## TO-DO LIST
[1] In the article on Malaysian states and climate change, by what year does the Sarawak greenhouse gas bill aim to reach net zero carbon emissions in the state?
[2] Using the article on Malaysian states and climate change, decide whether each statement agrees with it, answering yes or no and quoting the deciding words: (a) The Sarawak bill was introduced on November 20th, 2023. (b) The 12th Malaysia Plan commits to cutting the country's GHG emissions by 50%. (c) The Sarawak State Legislative Assembly passed the bill over some opposition.

═════ SOURCE DOCUMENT

Climate change is affecting many different states in Malaysia, from unfavourable changes in the weather to rising levels flooding towns and rice paddies. And that’s on top of other environmental issues such as deforestation and water pollution.

Many state governments are not entirely blind to these problems and have implemented different laws and regulations. These measures are designed not only to safeguard our country’s environment but also to enforce businesses’ compliance with the newly established Environment, Social, and Governance (ESG) guidelines. This dual objective aims to promote environmental protection and responsible business practices, contributing to overall sustainability efforts and the mitigation of climate change.

Climate change is a dangerous reality, so it is good that these states in our country are taking steps to mitigate the detrimental effects of not just climate change but environmental degradation in general.

Here are four different Malaysian states and the ways they cope with climate change and other environmental problems.

#1: Sarawak

The Sarawak State Legislative Assembly unanimously passed an Environment (Reduction of Greenhouse Gas Emission) Bill, 2023, making it the first state to pass such a law in the country. Source: The Borneo Post

Sarawak made headlines by being the first Malaysian state to pass legislation addressing climate change, well ahead of what the federal government tried but failed to do[1].

Introduced on November 20th, 2023, the landmark Environment (Reduction of Greenhouse Gases Emission) Bill aims to safeguard Sarawak’s environment by implementing strategies to reduce greenhouse gas emissions and achieve net zero carbon emissions in the state by 2050.  The initiative aligns with the 12th Malaysia Plan’s commitment to reduce the country’s GHG emissions by 45% and supports Malaysia’s broader plans outlined in the National Energy Policy (DTN) 2022-2040[2].

Deputy Minister in the Premier’s Department (Law, MA63 and Federal-State Relations) Datuk Sharifah Hasidah Sayeed Aman Ghazal,  in her winding-up speech, said the bill on greenhouse gas emission reduction is a testament to Sarawak’s dedication to responsible development and the betterment of the state under the visionary leadership of Premier Datuk Patinggi Tan Sri Abang Johari Tun Openg.

══════════
═════ GIVEN MATERIAL

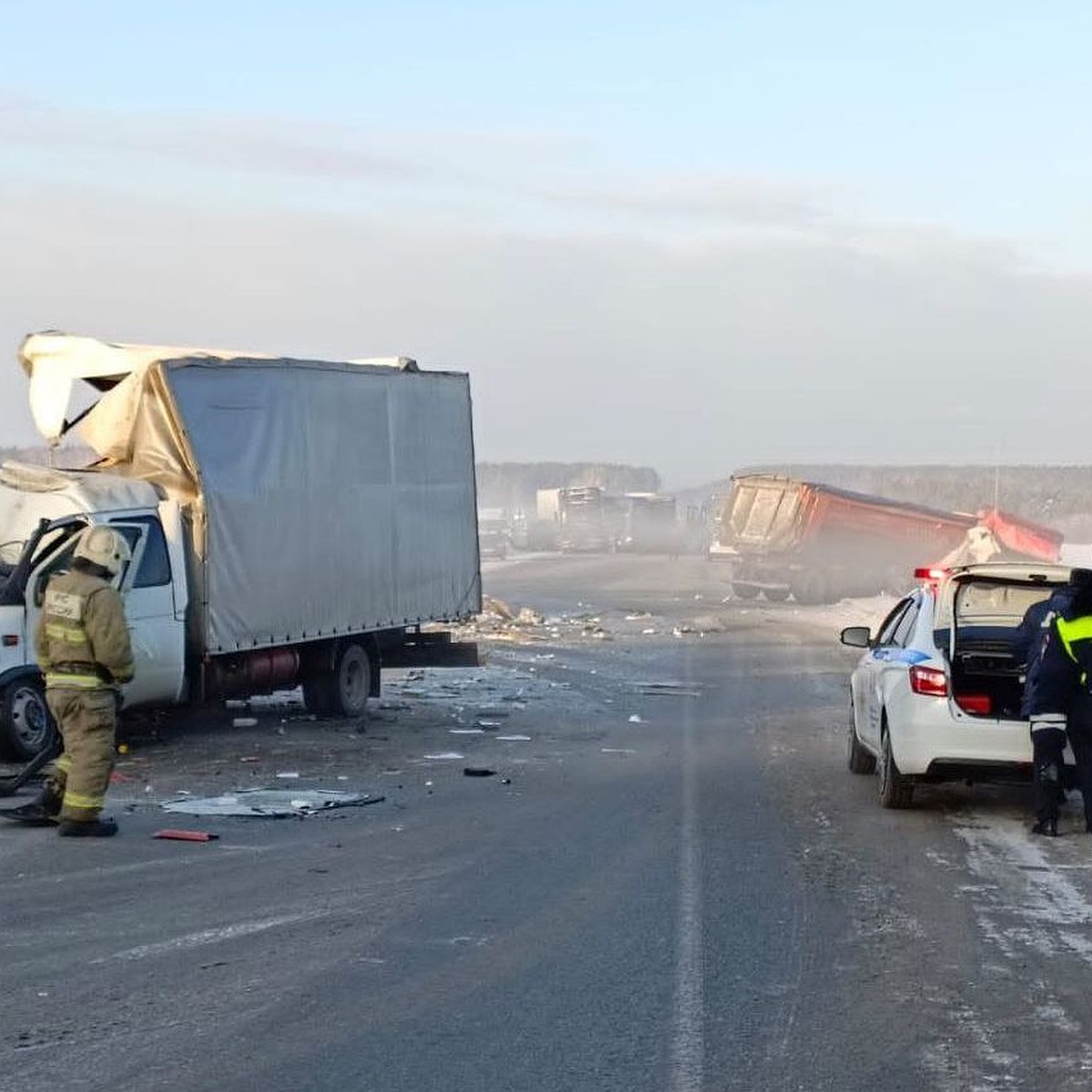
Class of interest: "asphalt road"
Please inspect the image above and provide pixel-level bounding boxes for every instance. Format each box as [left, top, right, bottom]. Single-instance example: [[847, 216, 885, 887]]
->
[[0, 557, 1092, 1092]]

══════════

## RESPONSES IN ORDER
[1] 2050

[2]
(a) Yes: "Introduced on November 20th, 2023"
(b) No: "reduce the country’s GHG emissions by 45%"
(c) No: "unanimously passed"